[A block of data]
>>>>
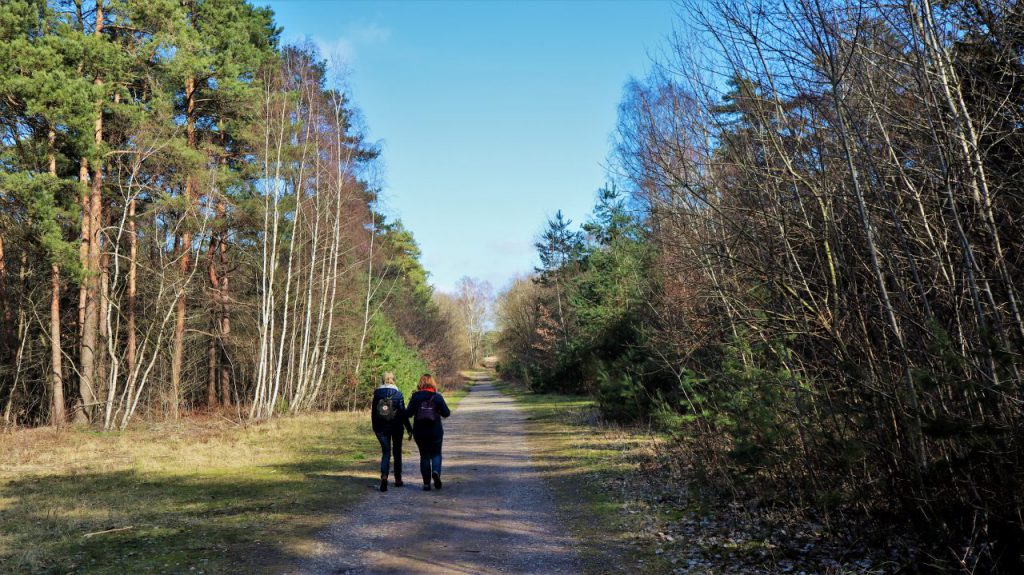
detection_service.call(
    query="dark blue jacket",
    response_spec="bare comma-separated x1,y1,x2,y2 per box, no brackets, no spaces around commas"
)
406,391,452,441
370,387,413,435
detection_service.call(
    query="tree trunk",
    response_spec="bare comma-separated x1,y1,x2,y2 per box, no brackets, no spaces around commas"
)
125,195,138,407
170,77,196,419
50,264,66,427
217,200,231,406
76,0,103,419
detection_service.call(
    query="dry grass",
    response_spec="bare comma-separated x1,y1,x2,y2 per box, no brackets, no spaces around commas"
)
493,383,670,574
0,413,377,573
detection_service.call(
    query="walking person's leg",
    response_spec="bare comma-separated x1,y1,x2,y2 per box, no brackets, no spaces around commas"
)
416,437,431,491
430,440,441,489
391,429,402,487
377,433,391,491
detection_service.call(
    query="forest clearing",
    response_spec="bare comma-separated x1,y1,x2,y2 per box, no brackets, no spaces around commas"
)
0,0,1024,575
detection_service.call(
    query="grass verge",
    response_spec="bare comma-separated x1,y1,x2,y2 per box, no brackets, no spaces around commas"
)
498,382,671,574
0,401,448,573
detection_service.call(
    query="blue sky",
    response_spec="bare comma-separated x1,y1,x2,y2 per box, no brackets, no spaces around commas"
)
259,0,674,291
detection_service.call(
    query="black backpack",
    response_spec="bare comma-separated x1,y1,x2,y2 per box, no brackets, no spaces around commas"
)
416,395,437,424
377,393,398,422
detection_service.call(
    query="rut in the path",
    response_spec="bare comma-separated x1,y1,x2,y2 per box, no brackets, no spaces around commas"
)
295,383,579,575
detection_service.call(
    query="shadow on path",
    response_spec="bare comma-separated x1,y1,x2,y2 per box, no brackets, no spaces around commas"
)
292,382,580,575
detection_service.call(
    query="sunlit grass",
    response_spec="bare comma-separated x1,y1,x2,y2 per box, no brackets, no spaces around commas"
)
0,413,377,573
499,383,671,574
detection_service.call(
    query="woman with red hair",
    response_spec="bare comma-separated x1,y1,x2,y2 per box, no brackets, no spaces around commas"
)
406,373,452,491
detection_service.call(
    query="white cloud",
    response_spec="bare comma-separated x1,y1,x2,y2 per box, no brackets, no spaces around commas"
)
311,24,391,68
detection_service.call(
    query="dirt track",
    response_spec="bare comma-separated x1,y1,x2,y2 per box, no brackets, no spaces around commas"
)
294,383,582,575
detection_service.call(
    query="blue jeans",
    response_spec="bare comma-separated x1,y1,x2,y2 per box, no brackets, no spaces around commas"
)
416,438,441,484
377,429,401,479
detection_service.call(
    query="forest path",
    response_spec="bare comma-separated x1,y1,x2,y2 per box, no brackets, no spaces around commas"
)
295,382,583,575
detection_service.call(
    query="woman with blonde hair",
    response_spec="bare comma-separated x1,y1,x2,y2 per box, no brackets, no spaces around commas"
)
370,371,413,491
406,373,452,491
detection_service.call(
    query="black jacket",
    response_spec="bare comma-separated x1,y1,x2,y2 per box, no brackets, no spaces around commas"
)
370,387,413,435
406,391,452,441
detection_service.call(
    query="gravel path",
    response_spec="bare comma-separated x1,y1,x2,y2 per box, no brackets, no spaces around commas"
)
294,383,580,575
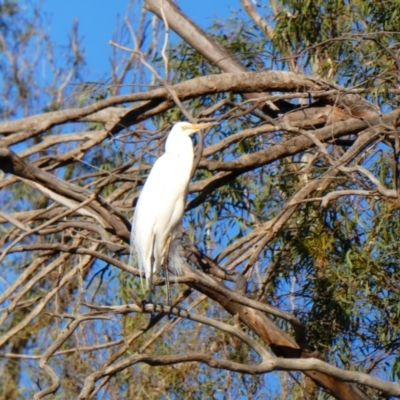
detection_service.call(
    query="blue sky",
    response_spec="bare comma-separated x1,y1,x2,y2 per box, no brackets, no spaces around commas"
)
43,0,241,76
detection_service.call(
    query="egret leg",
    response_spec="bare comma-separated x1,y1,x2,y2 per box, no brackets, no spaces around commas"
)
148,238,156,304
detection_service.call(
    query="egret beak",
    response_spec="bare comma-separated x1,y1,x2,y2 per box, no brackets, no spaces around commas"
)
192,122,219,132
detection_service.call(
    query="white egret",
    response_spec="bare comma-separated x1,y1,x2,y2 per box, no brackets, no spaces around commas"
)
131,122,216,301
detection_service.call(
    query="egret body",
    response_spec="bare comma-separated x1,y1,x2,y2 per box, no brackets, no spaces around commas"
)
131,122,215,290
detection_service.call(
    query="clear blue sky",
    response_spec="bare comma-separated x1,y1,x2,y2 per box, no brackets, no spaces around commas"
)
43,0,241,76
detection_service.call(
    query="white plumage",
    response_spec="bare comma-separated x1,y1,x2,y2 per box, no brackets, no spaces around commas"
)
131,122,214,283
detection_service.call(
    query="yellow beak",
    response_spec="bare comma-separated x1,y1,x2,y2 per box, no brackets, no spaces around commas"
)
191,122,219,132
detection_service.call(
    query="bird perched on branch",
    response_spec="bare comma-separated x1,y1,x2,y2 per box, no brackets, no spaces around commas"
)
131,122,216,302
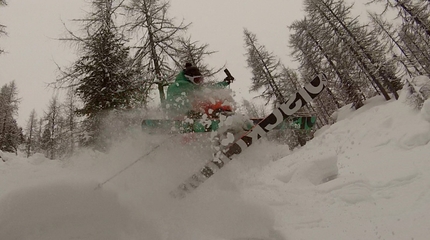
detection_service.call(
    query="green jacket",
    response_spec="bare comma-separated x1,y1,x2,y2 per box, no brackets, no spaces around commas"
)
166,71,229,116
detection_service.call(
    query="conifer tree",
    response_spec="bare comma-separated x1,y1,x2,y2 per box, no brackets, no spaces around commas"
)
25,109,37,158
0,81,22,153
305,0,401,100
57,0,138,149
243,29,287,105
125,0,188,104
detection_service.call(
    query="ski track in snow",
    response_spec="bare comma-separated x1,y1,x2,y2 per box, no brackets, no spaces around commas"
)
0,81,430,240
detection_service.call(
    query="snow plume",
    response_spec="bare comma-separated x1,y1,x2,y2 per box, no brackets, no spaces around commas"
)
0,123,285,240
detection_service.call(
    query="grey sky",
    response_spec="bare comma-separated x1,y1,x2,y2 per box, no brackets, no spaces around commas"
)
<<<<
>>>>
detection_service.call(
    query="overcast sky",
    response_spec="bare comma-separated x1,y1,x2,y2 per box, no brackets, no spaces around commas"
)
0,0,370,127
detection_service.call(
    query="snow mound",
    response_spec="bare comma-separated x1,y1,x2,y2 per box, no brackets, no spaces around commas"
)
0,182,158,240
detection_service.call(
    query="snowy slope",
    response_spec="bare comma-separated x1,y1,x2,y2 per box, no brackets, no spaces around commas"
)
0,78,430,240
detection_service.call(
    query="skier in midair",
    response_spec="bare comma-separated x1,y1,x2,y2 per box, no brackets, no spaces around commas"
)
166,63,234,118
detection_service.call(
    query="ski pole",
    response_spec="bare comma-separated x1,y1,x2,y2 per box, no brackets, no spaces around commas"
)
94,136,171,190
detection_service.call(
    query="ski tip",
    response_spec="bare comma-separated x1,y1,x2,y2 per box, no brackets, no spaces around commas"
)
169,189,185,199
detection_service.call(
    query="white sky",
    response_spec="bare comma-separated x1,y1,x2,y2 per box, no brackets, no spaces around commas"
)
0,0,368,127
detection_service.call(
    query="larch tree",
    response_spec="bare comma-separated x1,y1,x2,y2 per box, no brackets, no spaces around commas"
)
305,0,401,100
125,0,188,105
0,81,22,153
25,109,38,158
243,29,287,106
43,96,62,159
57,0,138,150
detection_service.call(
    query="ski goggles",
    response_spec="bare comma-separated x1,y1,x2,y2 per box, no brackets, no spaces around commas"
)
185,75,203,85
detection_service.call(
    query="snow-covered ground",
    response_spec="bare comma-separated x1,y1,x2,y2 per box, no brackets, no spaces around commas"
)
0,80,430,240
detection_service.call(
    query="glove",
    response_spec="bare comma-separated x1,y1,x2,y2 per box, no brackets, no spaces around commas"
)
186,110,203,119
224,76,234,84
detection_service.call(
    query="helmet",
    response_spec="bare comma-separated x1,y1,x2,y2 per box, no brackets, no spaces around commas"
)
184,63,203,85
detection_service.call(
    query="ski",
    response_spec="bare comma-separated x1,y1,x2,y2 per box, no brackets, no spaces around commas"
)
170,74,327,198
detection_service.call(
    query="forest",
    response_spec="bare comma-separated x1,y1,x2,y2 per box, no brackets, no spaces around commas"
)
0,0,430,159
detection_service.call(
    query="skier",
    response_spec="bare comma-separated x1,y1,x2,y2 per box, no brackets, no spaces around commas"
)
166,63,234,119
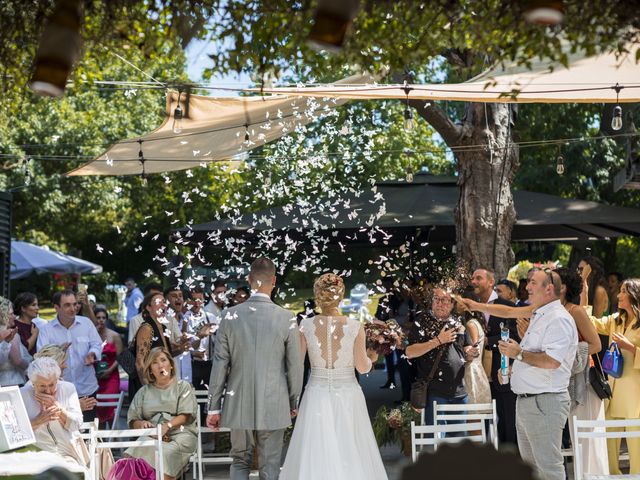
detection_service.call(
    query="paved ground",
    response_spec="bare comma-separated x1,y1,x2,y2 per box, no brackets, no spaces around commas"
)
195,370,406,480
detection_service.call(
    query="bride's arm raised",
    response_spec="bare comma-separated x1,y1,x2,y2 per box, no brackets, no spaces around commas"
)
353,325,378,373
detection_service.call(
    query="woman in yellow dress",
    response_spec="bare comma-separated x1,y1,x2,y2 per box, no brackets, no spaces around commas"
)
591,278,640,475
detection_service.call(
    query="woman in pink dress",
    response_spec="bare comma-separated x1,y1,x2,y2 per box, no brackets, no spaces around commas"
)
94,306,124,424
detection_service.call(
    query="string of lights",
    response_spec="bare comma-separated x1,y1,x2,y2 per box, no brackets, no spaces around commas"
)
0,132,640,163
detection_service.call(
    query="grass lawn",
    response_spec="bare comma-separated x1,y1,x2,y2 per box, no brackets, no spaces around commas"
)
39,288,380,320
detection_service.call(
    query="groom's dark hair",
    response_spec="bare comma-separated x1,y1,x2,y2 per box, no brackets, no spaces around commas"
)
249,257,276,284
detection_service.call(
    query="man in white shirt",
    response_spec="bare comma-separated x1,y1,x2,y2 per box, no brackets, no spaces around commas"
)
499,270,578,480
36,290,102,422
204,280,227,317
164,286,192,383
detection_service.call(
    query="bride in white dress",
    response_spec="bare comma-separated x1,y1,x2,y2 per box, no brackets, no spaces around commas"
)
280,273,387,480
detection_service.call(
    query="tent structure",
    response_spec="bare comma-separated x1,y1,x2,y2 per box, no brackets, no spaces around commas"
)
<<<<
* **SET TASK**: How many lines in the data above contain the word "woman"? Reply with the number alone.

* **FULL ANSWER**: 4